**CHALLENGES**.
1) According to the concert review, who will conduct "Gurrelieder" and "Elektra" at Tanglewood this weekend?
2) Please copy the concert review word for word, from "Less weight was" up to and including "fight Tuesday night.".

**TEXT SECTION**.
Less weight was on Slatkin’s shoulders, given that the Hollywood Bowl has increasingly entered into musical insignificance. This weekend, for instance, while John Mauceri is conducting excerpts from hokey Hollywood epics (“Ben-Hur,” “Cleopatra,” “El Cid”), Levine in Tanglewood will be leading the Schoenbergian and Straussian epics “Gurrelieder” and “Elektra.”

But however enthusiastically the Bowl season now embraces triviality, however mindlessly Patina’s food services are promoted over the Philharmonic’s musical services, however hard it tries to reduce Beethoven to background for the good life, Beethoven still managed to put up a good fight Tuesday night.

First came Beethoven’s Eighth. More accurately, the Eighth was sacrificed to the Ninth. This lighter, more classically contained symphony seems on the surface more about jolliness than high-minded joy, but it is a trickster score, subtly subversive. Here, it was subsumed by audience distractions, dull sound from the loudspeakers, sloppy playing and characterless conducting.

(Coordinate labeling data)
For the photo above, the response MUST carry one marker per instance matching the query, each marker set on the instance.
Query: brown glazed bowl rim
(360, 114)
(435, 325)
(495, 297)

**IN RESPONSE**.
1) Levine

2)
Less weight was on Slatkin’s shoulders, given that the Hollywood Bowl has increasingly entered into musical insignificance. This weekend, for instance, while John Mauceri is conducting excerpts from hokey Hollywood epics (“Ben-Hur,” “Cleopatra,” “El Cid”), Levine in Tanglewood will be leading the Schoenbergian and Straussian epics “Gurrelieder” and “Elektra.”

But however enthusiastically the Bowl season now embraces triviality, however mindlessly Patina’s food services are promoted over the Philharmonic’s musical services, however hard it tries to reduce Beethoven to background for the good life, Beethoven still managed to put up a good fight Tuesday night.